## [Исходный текст]
Однако решающее значение для нас имеет то, что эта стратегия «отвода глаз» (когда «движение тела» оберегает относительную непрозрачность «движений души») предназначается Леонардо для портретов, выполненных им в Милане при дворе Лодовико Моро (из этого ряда выпадают лишь два портрета флорентийцев[1285]). Таким образом, именно «театрализованная» практика придворной жизни, наряду с концепцией «раскованности», несет ответственность за возникновение идеи интимности, которая вправе хранить свои секреты; интимности, чей контроль над телом делает возможным «честное притворство»[1286]. Диалектика между «внутренней совестью» и внешними манерами является основополагающим элементом «модерного субъекта», и важно отметить, что в самый момент формирования этот субъект выстраивается не «психологически», а «проксемически»: способность к самовыражению и самосознанию развивается посредством конструирования и управления телом в рамках социального пространства, которое также представляет собой «особый культурный продукт»[1287].
Так, визуальные образы — с самого зарождения классической концепции субъекта — свидетельствуют о важном значении тела как пространства субъекта, где под «пространством», в духе Аристотеля, подразумевается «вместилище» субъекта и «примыкающий предел» его содержания[1288]. Будучи видимым физическим пределом духовного и невидимого субъекта, тело может рассматриваться как помеха и ограничение, накладываемое на стремление «души» к бесконечности, но оно также может использоваться обратным образом, как безопасное пристанище в гуще социальных взаимоотношений, позволяющее индивидууму сохранять «внутреннюю» свободу. Таким образом, тело, благодаря своим физическим проявлениям, становится опорой и носителем крайне разнообразных, порой, по–видимому, противоречащих друг другу выражений и опытов.

## [Фрагменты материала]
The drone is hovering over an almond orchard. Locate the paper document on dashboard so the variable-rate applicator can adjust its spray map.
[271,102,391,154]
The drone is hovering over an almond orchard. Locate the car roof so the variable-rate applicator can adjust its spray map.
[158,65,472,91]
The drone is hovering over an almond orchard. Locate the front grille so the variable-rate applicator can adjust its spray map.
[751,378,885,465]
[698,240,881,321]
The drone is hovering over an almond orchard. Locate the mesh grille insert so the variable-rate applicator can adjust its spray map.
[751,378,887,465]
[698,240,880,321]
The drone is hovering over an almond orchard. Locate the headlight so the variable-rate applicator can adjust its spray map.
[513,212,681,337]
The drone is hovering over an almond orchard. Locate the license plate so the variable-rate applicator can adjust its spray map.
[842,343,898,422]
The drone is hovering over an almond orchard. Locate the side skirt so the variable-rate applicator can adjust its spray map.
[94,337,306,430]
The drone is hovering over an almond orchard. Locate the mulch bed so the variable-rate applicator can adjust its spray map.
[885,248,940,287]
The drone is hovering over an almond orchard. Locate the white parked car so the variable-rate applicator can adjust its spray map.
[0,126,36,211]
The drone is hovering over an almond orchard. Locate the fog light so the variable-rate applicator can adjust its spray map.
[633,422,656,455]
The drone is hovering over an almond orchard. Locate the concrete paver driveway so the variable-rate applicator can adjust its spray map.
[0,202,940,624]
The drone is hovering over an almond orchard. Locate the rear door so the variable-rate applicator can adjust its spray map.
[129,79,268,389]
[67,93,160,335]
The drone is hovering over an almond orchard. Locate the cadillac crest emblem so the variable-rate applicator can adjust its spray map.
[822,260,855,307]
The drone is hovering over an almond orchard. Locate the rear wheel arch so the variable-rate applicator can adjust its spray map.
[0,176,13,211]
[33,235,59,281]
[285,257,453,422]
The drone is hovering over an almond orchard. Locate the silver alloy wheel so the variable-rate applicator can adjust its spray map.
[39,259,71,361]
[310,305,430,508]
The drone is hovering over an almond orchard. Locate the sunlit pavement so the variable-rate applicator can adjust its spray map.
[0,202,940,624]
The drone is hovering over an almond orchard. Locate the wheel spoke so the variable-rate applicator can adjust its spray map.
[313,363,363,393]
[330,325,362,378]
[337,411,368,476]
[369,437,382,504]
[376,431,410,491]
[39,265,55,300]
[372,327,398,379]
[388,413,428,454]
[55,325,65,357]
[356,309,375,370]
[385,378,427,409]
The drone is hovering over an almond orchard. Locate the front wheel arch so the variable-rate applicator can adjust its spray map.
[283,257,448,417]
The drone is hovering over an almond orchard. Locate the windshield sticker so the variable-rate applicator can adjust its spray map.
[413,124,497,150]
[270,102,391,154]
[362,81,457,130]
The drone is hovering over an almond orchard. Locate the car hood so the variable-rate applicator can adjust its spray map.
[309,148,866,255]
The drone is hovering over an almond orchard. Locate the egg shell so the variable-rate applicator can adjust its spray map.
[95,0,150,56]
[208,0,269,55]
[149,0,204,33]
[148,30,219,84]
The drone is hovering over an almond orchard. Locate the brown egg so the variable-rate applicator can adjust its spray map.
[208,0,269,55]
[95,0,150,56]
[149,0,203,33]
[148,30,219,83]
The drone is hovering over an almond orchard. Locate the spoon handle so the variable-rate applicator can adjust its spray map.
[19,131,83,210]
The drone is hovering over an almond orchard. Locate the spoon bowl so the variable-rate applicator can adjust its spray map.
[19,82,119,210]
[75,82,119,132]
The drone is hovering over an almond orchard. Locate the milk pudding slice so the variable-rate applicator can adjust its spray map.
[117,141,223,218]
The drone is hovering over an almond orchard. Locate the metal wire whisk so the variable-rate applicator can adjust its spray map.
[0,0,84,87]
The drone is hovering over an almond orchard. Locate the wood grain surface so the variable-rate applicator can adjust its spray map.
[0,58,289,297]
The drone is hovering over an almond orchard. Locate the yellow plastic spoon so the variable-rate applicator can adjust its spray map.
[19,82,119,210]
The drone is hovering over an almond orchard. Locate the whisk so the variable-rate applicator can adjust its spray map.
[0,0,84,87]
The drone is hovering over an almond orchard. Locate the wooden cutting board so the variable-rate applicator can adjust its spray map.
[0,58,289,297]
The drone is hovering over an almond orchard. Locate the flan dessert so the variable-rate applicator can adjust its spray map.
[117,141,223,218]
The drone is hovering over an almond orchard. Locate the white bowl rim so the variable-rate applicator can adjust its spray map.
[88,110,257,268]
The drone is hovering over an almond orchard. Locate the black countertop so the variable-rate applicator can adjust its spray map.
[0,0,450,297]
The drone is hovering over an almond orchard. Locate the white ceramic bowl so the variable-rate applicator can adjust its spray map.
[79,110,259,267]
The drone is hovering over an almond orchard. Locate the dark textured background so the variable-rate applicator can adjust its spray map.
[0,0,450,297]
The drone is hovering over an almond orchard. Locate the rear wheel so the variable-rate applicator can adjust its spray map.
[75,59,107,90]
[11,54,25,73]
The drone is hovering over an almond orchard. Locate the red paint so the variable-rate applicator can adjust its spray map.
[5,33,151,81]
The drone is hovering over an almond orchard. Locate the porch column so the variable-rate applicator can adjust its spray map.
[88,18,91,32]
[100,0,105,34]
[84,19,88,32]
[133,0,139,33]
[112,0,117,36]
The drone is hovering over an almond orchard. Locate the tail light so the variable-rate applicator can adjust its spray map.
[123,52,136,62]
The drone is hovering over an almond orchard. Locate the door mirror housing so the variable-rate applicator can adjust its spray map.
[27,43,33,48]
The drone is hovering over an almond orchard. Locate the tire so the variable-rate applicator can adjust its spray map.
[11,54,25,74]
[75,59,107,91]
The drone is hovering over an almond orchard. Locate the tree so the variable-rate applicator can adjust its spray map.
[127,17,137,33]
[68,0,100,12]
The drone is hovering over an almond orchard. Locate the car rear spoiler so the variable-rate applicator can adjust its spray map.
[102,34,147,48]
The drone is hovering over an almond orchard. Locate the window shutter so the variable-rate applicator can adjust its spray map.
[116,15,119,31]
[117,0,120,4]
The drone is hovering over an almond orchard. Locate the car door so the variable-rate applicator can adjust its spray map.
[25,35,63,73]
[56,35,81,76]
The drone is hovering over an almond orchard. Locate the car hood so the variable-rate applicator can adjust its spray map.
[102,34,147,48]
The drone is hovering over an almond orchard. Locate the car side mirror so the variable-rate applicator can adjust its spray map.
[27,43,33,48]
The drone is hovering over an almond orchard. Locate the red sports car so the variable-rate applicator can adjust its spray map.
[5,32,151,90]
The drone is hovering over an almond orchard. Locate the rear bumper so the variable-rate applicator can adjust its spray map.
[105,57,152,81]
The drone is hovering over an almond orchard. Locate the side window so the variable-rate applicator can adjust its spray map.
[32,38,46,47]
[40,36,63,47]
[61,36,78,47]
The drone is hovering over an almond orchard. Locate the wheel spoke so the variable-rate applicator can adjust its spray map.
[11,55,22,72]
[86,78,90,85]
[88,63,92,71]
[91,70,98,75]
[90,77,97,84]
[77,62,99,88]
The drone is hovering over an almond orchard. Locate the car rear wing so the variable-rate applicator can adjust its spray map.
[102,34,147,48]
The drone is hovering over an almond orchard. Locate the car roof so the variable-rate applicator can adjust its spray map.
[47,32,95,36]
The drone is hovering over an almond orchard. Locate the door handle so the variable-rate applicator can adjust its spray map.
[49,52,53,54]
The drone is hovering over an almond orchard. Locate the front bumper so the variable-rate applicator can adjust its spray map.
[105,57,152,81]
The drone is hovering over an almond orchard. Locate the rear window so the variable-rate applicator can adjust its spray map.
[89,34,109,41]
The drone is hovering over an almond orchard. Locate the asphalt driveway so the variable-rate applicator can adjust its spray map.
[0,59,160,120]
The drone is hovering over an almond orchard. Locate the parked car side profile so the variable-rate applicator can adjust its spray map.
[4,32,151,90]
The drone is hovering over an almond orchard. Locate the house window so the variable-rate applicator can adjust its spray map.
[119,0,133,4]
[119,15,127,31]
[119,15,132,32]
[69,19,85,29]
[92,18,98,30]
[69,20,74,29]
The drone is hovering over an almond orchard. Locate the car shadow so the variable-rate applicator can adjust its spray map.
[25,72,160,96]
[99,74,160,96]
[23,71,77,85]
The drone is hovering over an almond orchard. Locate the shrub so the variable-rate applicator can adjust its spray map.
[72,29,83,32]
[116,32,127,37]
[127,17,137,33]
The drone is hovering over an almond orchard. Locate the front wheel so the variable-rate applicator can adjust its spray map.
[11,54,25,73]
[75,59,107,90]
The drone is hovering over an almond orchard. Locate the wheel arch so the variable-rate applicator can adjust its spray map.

## [Краткое задание A]
Определите, согласуется ли с исходным текстом каждое из утверждений: (i) стратегию «отвода глаз» Леонардо предназначает для портретов, выполненных в Милане при дворе Лодовико Моро; (ii) в момент формирования модерный субъект выстраивается психологически; (iii) «пространство» понимается как «вместилище» субъекта в духе Платона. Для каждого утверждения ответьте «да» или «нет» и приведите точную цитату из текста, на которой основан ответ.
## [Краткое задание B]
Верните дословно фрагмент исходного текста начиная со слов «Так, визуальные образы» вплоть до слов «выражений и опытов.» включительно.
## [Краткое задание C]
Чем, согласно исходному тексту, может служить тело в гуще социальных взаимоотношений?

## [Правильный ответ A]
(i) Да: «предназначается Леонардо для портретов, выполненных им в Милане при дворе Лодовико Моро».
(ii) Нет: «этот субъект выстраивается не «психологически», а «проксемически»».
(iii) Нет: «где под «пространством», в духе Аристотеля, подразумевается «вместилище» субъекта».

## [Правильный ответ B]
Так, визуальные образы — с самого зарождения классической концепции субъекта — свидетельствуют о важном значении тела как пространства субъекта, где под «пространством», в духе Аристотеля, подразумевается «вместилище» субъекта и «примыкающий предел» его содержания[1288]. Будучи видимым физическим пределом духовного и невидимого субъекта, тело может рассматриваться как помеха и ограничение, накладываемое на стремление «души» к бесконечности, но оно также может использоваться обратным образом, как безопасное пристанище в гуще социальных взаимоотношений, позволяющее индивидууму сохранять «внутреннюю» свободу. Таким образом, тело, благодаря своим физическим проявлениям, становится опорой и носителем крайне разнообразных, порой, по–видимому, противоречащих друг другу выражений и опытов.

## [Правильный ответ C]
Безопасным пристанищем, позволяющим индивидууму сохранять «внутреннюю» свободу.